::: Passage provided :::

# Anyone at Bonterra?



## suedew (May 10, 2005)

We are here for a couple of weeks C1-6 say hello if passing. Or you could avoid like the plague :lol: 
Sue


----------



## Cazzie (Feb 13, 2009)

We hope to be there in about 3weeks so will just miss you. It would have been nice to meet you but you never know, our paths may cross!

Cazzie


----------



## miffy (May 8, 2011)

any room there :wink:


----------



## LisaB (Apr 24, 2009)

Sadly not! Working dot com
Sending hire vans out with numbtys and no doubt now very drunk numbtys to Cheltenham lol


----------



## suedew (May 10, 2005)

Cold and has been raining today. Knew I should have left my winter woolies handy. Good night blast night with friends. Retrieved the chopping board from behind passenger seat. Not found my watch yet though  
Put awning up just before the rain started.

Sue

Seems to be people coming and going most days.


----------



## DJP (May 9, 2005)

We are here D2 12. Rainy morning, sunny afternoon and he next few days look very good!


----------



## suedew (May 10, 2005)

Great its always good to put faces to avatars.

Sue


----------



## middman (Dec 31, 2012)

We arrive next Thursday. It will be our first visit to Bonterra Park. We are at Javea at the moment. We have been at Almafra and Costa Marjal over the last 4 weeks.


----------



## rosalan (Aug 24, 2009)

I was just passing by my computer.... so "Hello!"

Alan


p.s. It is actually bright sunshine here but could reach 15c today... I don't care, I would rather be where you are!


----------



## suedew (May 10, 2005)

Will look out for you mid man .
Alan will see you at Peterborough ? Think you are gong . Regards to you and Rosalie.

Sue


----------



## suedew (May 10, 2005)

Still here. Having a great relaxing time.

Sue n john


----------



## catzontour (Mar 28, 2007)

Not envious at all......

Catz


----------



## Grizzly (May 9, 2005)

suedew said:


> Still here. Having a great relaxing time.
> 
> Sue n john


Does the new wifi system work Sue ? Are they charging for it yet ?

G


----------



## DJP (May 9, 2005)

Leaving tomorrow  
WiFi is excellent, fast enough to stream live TV. 18euro for 30 days.


----------



## Grizzly (May 9, 2005)

Good ! I hoped they'd get it right. We were there in February during the changeover to the new system. We had the old system free ...but it did not work. When the new one was switched on we were told it would be free for two weeks...but it did not work properly while we were there. We managed to wangle 3 passwords out of Reception so could use 3 of our 4 devices but would not pay for 4 if we were there now. I assume it is still set so that you cannot log out of one device and log into another using the same password ? We did suggest that was something that could be changed.


G


----------



## suedew (May 10, 2005)

We ave one password and can usually log off and on on different devices. Does get busy and slow down sometimes though.


----------



## Dayo (Aug 17, 2006)

Yes we're here, opposite you  
John


----------



## suedew (May 10, 2005)

:lol: was beginning to think I was in some secret society and not meant to mention membership.

Sue


----------

::: Information provided :::

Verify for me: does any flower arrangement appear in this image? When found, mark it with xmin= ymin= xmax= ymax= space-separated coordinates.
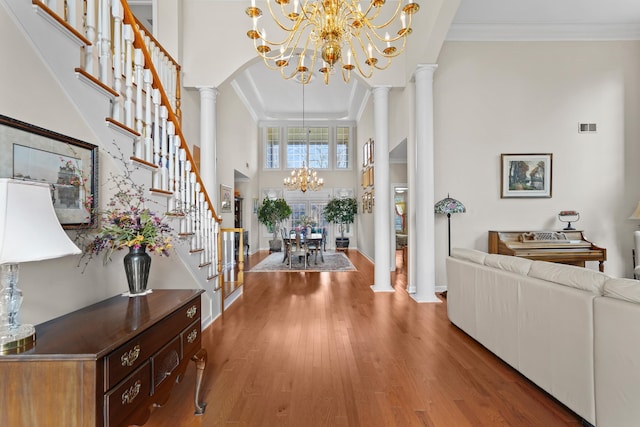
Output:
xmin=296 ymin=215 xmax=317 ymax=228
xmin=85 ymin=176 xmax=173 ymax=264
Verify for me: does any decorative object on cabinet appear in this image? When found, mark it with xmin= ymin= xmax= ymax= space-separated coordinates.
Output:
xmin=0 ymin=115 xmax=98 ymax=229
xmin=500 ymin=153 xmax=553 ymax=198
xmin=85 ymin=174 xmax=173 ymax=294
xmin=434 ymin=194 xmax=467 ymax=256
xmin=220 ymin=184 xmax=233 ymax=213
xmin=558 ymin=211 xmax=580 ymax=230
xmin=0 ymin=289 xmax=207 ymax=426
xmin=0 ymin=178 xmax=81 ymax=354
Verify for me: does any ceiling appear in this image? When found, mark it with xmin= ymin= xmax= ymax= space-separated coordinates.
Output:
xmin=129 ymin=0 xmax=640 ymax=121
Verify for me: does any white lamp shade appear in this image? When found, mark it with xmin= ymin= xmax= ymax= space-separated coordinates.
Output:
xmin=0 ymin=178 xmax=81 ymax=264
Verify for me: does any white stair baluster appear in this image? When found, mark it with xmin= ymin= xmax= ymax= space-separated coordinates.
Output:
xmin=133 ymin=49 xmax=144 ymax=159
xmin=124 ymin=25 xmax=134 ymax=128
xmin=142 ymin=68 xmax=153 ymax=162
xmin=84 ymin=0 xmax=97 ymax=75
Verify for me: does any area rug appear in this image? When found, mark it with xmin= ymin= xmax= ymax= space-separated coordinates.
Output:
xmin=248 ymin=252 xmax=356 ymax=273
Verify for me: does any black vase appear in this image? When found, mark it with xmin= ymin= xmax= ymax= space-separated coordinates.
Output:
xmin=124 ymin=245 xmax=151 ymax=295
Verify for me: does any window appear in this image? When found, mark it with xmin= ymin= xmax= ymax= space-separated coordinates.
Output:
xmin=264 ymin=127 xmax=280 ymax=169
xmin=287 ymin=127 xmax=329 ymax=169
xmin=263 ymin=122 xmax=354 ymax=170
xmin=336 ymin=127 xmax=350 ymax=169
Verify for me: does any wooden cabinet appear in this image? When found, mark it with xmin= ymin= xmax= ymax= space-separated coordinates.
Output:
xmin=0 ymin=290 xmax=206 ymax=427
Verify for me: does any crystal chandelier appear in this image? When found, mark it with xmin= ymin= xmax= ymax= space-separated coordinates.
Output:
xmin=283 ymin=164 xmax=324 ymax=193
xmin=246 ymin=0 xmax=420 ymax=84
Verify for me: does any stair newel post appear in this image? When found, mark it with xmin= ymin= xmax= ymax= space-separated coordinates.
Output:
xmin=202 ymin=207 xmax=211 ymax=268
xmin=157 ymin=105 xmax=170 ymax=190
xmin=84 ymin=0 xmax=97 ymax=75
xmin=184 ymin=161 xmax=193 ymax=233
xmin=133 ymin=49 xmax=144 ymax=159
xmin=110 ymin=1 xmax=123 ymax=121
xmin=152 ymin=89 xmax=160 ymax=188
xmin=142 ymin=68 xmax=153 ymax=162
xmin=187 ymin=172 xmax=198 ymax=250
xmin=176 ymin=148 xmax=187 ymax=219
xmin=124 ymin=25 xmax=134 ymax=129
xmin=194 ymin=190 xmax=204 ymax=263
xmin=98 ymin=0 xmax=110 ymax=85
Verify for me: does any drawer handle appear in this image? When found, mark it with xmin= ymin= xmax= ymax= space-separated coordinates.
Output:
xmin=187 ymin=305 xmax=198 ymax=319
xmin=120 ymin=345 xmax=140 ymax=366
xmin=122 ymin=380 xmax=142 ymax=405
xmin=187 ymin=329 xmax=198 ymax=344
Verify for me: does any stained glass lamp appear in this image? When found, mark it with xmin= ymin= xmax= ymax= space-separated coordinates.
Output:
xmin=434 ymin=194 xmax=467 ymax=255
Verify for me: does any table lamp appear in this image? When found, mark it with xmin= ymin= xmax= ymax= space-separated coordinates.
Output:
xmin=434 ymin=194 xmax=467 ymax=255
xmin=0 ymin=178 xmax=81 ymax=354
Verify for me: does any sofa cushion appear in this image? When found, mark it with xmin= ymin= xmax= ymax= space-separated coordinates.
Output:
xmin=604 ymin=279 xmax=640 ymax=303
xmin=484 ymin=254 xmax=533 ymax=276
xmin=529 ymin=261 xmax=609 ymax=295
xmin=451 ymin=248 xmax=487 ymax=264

:::

Set tasks:
- 1) Render the sentence "It will be our first visit to Bonterra Park." from the Bonterra forum thread in French.
- 2) Write out the part of the Bonterra forum thread that opens with the words containing "Great its always" and closes with "last 4 weeks.".

Problem solutions:
- 1) Ce sera notre première visite au Bonterra Park.

- 2)
Great its always good to put faces to avatars.

Sue


----------



## middman (Dec 31, 2012)

We arrive next Thursday. It will be our first visit to Bonterra Park. We are at Javea at the moment. We have been at Almafra and Costa Marjal over the last 4 weeks.